▶ [AVAILABLE DATA]
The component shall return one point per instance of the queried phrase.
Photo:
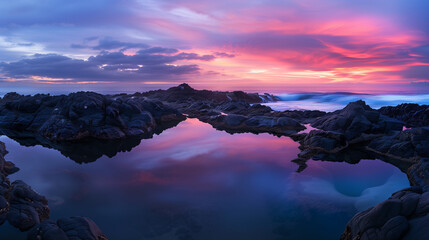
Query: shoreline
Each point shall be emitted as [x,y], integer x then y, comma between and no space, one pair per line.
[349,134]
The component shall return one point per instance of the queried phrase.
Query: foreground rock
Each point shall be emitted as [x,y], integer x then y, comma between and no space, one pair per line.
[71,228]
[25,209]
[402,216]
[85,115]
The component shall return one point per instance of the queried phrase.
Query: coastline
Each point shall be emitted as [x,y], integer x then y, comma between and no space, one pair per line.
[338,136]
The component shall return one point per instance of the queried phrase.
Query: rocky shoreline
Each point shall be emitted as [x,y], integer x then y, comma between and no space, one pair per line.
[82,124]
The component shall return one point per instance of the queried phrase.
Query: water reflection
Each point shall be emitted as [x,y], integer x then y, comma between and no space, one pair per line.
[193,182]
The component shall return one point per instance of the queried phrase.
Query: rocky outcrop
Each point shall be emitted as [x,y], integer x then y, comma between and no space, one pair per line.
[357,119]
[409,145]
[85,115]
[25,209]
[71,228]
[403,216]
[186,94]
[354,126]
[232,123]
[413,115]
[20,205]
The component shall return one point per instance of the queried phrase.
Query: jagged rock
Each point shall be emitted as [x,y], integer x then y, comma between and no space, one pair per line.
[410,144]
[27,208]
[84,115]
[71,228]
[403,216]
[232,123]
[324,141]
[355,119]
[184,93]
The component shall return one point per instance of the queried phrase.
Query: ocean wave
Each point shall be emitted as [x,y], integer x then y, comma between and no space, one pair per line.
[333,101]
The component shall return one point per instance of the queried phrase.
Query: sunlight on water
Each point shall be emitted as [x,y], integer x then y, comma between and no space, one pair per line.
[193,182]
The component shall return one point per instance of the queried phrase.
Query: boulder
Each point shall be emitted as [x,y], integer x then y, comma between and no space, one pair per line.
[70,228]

==

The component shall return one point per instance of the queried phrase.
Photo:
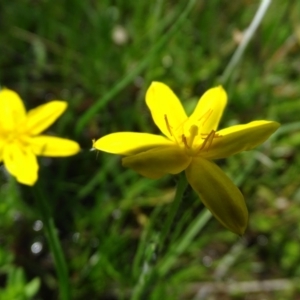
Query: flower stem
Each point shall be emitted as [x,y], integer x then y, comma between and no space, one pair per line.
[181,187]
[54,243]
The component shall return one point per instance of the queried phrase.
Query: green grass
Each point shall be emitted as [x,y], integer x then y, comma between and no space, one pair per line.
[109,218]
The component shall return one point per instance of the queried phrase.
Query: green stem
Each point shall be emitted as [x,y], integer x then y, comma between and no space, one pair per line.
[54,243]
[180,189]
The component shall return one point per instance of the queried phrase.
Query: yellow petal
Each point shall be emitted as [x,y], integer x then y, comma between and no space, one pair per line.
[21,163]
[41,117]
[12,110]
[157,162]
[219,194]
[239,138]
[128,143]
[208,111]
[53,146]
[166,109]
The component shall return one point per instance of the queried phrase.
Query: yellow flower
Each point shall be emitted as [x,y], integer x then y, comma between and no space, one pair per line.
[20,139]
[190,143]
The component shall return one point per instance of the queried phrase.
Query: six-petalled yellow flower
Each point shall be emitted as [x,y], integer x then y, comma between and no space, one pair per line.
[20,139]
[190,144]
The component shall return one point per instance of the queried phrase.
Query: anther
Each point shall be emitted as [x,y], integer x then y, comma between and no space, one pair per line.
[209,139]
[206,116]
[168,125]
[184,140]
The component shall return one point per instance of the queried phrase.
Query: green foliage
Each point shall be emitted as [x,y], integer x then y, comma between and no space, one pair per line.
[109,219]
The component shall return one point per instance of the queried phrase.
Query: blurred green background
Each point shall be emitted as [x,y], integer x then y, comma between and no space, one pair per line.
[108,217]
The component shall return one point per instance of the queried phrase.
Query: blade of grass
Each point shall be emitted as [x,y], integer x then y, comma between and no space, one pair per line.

▶ [TASK STATEMENT] Scan the listing above. Gather each line that contains the word "shoreline".

▶ [THE ANSWER]
Query: shoreline
Query: rocky shoreline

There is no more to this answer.